• SELECTED PASSAGE
Joshua Henkin: I think you’re always learning up, down, and sideways. I have writer friends who don’t want to teach and wouldn’t begin to know how to teach—it’s just not their thing. And in some ways, with me, it was the opposite. I always had a good critical sense and I had to teach myself to become a more instinctive writer. The way I became a fiction writer is that in my early to mid-20s, I was working at a magazine at the California Bay Area and one of my jobs at the magazine was to be the first reader of fiction manuscripts. I saw how many terrible ones there were. I didn’t necessarily think I could do any better, but I thought if other people were willing to try and risk failure, I should be willing to do the same. So, I started to write fiction. I was a natural critic, and I was a less natural writer. I eventually I became a natural writer, but I had to learn how to do that. And so that’s my way of saying that yes, to this day, my graduate students teach me things. And I think figuring out what’s not working in someone else’s story, and what is working in someone else’s story can help you figure out how to make things work in your own story. I think a writer never stops learning.
Mitzi Rapkin: What’s the difference for you between an instinctive versus a critical writer?

• PROVIDED MATERIAL

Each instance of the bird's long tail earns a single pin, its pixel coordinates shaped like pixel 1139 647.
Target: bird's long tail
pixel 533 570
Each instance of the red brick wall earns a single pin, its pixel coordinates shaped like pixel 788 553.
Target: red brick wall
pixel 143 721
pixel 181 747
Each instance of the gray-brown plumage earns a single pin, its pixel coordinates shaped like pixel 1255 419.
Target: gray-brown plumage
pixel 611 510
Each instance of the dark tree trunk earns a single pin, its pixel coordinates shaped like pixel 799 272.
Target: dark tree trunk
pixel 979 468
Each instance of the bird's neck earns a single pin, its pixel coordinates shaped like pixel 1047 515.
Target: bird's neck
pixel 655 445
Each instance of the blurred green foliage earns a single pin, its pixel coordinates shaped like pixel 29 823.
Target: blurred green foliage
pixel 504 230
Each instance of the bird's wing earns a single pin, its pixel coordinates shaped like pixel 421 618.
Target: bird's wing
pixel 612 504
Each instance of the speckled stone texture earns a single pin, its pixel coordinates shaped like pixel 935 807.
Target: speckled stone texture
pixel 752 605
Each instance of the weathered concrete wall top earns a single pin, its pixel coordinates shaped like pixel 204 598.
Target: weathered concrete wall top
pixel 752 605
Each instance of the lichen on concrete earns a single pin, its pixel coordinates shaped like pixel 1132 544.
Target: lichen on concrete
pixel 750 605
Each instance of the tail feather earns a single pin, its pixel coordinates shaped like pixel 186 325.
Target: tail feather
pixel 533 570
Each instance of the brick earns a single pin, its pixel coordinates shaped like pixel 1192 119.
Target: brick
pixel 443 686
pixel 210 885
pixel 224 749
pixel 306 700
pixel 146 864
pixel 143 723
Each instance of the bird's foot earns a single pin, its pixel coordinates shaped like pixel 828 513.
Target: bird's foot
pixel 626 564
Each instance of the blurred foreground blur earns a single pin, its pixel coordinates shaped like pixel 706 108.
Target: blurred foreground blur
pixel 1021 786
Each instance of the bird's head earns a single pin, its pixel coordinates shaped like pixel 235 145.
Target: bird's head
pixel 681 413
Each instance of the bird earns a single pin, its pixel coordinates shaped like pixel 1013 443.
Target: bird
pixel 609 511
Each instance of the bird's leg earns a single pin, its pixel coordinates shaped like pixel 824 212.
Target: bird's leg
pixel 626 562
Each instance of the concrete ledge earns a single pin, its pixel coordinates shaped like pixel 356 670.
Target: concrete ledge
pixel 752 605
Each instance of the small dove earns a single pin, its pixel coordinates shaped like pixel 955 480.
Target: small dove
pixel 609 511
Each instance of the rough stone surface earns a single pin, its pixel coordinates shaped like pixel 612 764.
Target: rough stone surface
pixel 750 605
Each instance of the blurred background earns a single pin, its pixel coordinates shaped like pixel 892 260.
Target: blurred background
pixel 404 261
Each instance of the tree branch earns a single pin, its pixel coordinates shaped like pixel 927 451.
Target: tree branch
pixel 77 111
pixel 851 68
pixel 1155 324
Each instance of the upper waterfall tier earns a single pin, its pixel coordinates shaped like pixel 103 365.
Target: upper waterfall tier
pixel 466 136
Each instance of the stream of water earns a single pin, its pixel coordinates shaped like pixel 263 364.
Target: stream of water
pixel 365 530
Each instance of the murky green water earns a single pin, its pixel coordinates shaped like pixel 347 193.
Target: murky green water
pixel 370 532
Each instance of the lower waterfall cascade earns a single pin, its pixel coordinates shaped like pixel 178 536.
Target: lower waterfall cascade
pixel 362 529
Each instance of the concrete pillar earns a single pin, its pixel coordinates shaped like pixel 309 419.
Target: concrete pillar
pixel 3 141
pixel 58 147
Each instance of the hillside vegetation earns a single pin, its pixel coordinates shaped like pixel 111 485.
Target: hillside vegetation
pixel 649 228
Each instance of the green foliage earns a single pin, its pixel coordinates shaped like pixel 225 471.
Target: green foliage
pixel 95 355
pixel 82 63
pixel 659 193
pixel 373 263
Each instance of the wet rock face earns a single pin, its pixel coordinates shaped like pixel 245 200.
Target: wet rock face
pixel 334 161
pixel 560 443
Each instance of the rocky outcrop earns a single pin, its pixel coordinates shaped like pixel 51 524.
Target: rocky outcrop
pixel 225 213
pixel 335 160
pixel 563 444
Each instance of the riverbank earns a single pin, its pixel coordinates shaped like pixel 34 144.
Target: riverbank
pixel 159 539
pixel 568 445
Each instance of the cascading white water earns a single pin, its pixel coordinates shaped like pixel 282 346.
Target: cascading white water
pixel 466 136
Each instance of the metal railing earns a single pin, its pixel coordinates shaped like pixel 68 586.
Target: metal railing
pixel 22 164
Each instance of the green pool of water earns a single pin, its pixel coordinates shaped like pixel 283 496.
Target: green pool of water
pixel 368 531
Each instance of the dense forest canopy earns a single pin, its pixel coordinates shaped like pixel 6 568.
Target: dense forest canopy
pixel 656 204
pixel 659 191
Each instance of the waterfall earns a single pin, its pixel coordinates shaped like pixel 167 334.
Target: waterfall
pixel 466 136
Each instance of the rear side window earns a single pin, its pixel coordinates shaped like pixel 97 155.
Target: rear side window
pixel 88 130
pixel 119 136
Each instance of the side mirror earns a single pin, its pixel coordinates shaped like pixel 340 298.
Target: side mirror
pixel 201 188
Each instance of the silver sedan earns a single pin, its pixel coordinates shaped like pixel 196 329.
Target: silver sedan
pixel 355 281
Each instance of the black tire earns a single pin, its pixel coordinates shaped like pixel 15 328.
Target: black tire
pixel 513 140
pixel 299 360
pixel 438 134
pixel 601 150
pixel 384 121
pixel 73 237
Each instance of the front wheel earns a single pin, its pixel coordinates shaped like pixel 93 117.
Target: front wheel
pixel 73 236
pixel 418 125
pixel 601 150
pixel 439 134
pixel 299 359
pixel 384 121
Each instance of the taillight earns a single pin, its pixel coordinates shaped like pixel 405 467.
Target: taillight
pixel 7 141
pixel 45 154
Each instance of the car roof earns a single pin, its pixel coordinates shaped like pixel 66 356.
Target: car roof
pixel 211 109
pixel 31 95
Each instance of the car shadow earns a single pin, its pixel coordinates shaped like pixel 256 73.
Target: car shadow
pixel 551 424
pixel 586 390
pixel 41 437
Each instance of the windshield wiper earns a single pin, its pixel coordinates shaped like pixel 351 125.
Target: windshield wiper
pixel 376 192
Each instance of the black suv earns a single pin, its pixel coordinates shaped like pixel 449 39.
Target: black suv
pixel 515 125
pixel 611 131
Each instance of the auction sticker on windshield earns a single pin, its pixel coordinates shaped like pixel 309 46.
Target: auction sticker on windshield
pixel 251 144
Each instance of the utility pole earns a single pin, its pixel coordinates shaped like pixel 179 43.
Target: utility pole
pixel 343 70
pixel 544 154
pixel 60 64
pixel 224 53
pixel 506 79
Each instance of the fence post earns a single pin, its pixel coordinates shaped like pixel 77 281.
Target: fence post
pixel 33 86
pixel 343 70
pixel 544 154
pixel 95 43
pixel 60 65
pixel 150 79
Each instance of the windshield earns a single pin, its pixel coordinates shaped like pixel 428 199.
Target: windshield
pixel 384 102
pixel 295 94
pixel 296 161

• TASK DESCRIPTION
Condense the interview excerpt above into two sentences.

• TASK RESPONSE
Joshua Henkin says he started writing fiction after reading many terrible manuscripts as the first reader of fiction at a magazine, reasoning that if others were willing to risk failure, he should be too. A natural critic who had to learn to become a more instinctive writer, he says his graduate students still teach him things and that a writer never stops learning.